Text provided ▸
________________________

Just got back from rather a long night in the Board with Niall. We couldn't play pool - there was a tournament on - so we fell instead to discussing his life. He had spent the day on a Disability Awareness training course, courtesy of Darlington College.

Niall lives a life that swings wildly and randomly between extremes of comedy and tragedy, never seeming to settle for more than a few moments on the middle ground where most of us spend most of our lives. Rather, he exists in a wholly Manichean universe. On the dark side are the benefits bureaucrats who don't give a shit and the smiley, friendly bank managers who keep lending him money to feed his gambling addiction. The good guys - most of them - don't give a shit either, but seem to vaguely think they're making the world a better place by explaining that disabled people are disabled "by society", and not, for instance, by the fact they've got no fucking legs or the sort of fucked-up brain chemistry that would do a reasonable job as the active component in bleach.

________________________

Using the information ▸
1. According to the blog post about the night with Niall, why couldn't the two of them play pool in the Board?
2. Write the next part of the blog post about the night with Niall, starting after its final sentence.
Nothing in the material is needed for the tasks here.

Supplied information ▸
________________________

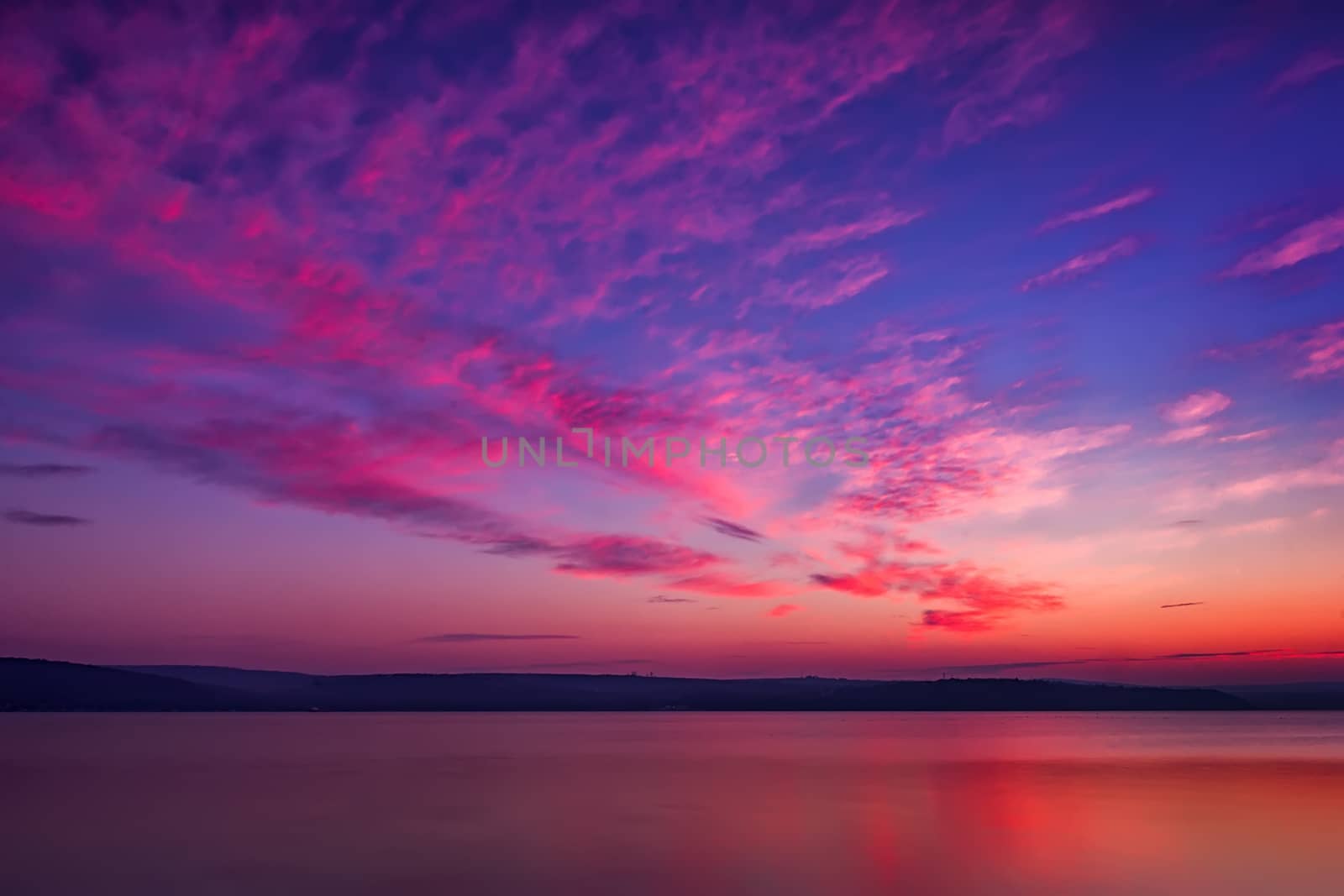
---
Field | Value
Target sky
[0,0,1344,684]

________________________

List of answers ▸
1. There was a tournament on.

2.
The problem is that too much goodness is coordinated not by good people, but by do-gooders; drones who think that by reclassifying people with "special needs" as people with "specific needs" they're somehow doing something great. I'm not taking a Thatcherite line here, because I think it's the job of a just society to support those who struggle. But in supporting them we have to treat them as people who are different from us in mind or body but identical in spirit: not as pawns in the utilitarian struggle for some woolly idea of a better world.

(I suppose some goon with a social work degree is going to mail me now, explaining that of course he cares about real people, and of course it's all about helping those disabled by society to help themselves. But to talk about "special needs" really does ostracize and objectify, don't you think...? No I don't - so you can fuck off right now. Go on, fuck off and get a proper qualification.)

So we were looking at jobs that Niall could do that make use of his talents. Because he does have talents: he's got a poor memory, and he struggles to add up. But his reading's fine and his writing's not too bad. He's a good communicator, and, once you've got over the fact that he seems a bit weird, quite easy to get on with. He wants to work with other disabled people, helping them integrate into everyday life.

A wholly admirable aim, and one that I'm sure the do-gooder brigade will be quick to crush. They wouldn't want a weirdo like that working with them.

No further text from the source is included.